**FRAGMENTO SELECCIONADO**:
--------------------------------------------------

Albert Einstein murió consternado por el uso que el hombre le dio al desarrollo de la energía nuclear que había desarrollado. Tenía buenas razones para estarlo.

Los días 6 y 9 de agosto de 1945, la fuerza aérea de Estados Unidos arrojó dos bombas atómicas sobre las ciudades de Hiroshima y Nagasaki. Las consecuencias del bombardeo fueron inmensas y profundas: terminó la Segunda Guerra Mundial, convirtió a los Estados Unidos en la primera potencia mundial nuclear, e inauguró una nueva era tecnológica. El costo fue la vida de cerca de doscientos mil seres humanos.

Japón ha sido, así, el único pueblo del planeta que ha sufrido las consecuencias devastadoras, crueles, inapelables, de un ataque nuclear.

Desde entonces, la fuerza descomunal de la energía nuclear ha sido utilizada para producir energía limpia a grandes capacidades. El mundo desarrollado ha basado cada vez más su producción de energía en esta tecnología, tratando de reducir su dependencia de los combustibles fósiles.

Hoy, Japón nuevamente es sacudido por la posibilidad de padecer un nuevo desastre nuclear, esta vez producto de la devastación provocada por la terrible pinza doble de un tsunami y un terremoto.

--------------------------------------------------

**LÍNEAS DE DATOS**:
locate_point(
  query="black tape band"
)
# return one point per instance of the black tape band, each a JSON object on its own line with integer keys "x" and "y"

--------------------------------------------------

**INSTRUCCIONES**:
Reproduce la parte del fragmento que comienza con "Los días 6 y" y termina con "los combustibles fósiles.", sustituyendo "descomunal" por "colosal". Básate únicamente en el fragmento.

**RESULTADO FINAL**:
Los días 6 y 9 de agosto de 1945, la fuerza aérea de Estados Unidos arrojó dos bombas atómicas sobre las ciudades de Hiroshima y Nagasaki. Las consecuencias del bombardeo fueron inmensas y profundas: terminó la Segunda Guerra Mundial, convirtió a los Estados Unidos en la primera potencia mundial nuclear, e inauguró una nueva era tecnológica. El costo fue la vida de cerca de doscientos mil seres humanos.

Japón ha sido, así, el único pueblo del planeta que ha sufrido las consecuencias devastadoras, crueles, inapelables, de un ataque nuclear.

Desde entonces, la fuerza colosal de la energía nuclear ha sido utilizada para producir energía limpia a grandes capacidades. El mundo desarrollado ha basado cada vez más su producción de energía en esta tecnología, tratando de reducir su dependencia de los combustibles fósiles.